**Task to carry out:**
Answer with a number only: how many lines of the data contain "computer"?

==============================

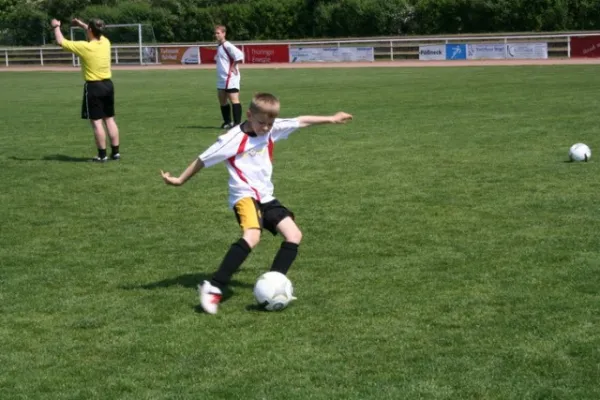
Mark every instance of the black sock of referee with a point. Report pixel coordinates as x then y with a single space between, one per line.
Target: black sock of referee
285 257
231 263
226 113
237 113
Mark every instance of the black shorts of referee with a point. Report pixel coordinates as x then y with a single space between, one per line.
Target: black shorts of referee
98 100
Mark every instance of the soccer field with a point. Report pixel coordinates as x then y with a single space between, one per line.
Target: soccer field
450 250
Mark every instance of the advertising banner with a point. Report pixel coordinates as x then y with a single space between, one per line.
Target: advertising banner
208 54
179 55
256 53
486 51
538 51
456 52
585 46
432 52
331 54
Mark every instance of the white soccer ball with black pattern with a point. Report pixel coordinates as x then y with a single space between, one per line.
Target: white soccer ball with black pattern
580 152
273 291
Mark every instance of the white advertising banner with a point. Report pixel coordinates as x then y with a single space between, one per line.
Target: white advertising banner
331 54
486 51
527 50
432 52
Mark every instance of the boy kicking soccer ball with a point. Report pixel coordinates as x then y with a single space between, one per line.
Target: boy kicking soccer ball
247 150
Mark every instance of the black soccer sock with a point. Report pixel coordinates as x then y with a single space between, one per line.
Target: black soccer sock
226 113
237 113
285 257
231 263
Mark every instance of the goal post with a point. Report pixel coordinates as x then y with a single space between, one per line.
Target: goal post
128 42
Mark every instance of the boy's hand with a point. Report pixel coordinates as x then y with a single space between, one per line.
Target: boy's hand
170 180
341 118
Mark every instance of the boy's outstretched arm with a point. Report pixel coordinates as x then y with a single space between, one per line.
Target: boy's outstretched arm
190 171
338 118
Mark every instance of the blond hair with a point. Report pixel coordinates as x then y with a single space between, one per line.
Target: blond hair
265 103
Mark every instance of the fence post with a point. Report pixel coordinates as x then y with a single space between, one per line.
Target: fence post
140 44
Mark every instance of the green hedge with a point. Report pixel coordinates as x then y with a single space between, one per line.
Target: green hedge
193 20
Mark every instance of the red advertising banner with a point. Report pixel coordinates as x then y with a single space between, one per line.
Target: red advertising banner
268 53
208 54
179 55
585 46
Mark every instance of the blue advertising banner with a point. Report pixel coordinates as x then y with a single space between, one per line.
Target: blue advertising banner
456 52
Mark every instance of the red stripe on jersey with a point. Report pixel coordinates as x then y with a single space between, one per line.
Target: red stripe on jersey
231 160
270 147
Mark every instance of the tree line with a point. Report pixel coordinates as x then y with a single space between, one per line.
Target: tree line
26 22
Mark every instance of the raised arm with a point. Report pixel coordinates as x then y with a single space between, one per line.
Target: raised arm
79 23
338 118
190 171
57 32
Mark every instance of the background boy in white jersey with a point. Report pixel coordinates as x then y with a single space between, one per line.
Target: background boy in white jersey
247 150
228 78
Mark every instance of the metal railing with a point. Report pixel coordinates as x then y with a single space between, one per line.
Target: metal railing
559 45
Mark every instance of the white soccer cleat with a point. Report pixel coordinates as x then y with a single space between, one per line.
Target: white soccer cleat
210 297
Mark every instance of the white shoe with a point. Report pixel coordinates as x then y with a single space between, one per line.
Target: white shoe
210 297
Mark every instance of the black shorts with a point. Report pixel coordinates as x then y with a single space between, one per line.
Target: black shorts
254 215
98 100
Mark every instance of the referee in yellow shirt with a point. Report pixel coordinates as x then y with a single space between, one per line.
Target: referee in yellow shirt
98 92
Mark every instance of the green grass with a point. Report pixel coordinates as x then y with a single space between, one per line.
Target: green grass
449 250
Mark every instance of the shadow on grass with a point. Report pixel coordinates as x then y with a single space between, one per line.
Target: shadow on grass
54 157
189 281
214 128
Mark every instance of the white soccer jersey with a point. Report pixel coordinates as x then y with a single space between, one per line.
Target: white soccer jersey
227 54
249 160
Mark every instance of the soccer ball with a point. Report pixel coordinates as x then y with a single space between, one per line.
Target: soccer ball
273 291
580 152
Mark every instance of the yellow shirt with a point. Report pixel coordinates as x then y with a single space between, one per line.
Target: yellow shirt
94 55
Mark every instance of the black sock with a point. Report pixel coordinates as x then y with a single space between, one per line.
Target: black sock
237 113
285 257
226 113
231 263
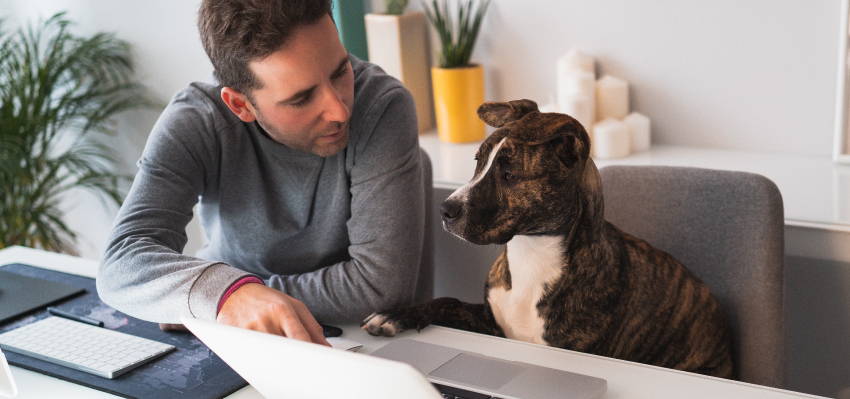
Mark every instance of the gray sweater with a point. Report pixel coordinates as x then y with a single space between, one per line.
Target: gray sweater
343 234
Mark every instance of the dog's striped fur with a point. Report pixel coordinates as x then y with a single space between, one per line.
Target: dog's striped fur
567 277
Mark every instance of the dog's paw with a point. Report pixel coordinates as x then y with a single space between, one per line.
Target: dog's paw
381 324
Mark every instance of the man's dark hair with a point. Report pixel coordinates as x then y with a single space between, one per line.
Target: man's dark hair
235 32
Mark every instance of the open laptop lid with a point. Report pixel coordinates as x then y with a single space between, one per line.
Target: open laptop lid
280 367
7 383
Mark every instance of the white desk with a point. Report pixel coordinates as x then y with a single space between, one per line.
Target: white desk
625 379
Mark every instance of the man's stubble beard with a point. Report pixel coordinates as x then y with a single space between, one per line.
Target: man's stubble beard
311 147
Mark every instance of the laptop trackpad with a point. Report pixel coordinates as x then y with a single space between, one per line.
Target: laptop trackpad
478 371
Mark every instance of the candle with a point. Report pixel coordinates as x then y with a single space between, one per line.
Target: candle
576 87
575 60
638 125
581 108
612 98
577 97
610 139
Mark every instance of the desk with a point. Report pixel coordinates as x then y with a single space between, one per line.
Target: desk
625 379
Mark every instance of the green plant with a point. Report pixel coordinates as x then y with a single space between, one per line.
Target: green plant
456 40
395 7
58 94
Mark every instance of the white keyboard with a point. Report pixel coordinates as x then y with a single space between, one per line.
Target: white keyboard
83 347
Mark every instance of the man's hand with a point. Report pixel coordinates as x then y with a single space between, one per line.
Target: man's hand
260 308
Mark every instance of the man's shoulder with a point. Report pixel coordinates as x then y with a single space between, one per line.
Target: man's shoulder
199 105
372 84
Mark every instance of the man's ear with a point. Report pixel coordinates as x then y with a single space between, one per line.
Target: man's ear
498 114
238 104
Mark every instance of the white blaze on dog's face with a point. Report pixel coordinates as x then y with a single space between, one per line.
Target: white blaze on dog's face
528 180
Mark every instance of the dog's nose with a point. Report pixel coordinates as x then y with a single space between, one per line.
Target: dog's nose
450 209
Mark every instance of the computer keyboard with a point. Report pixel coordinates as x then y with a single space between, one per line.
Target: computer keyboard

==============================

**Worked solution:**
2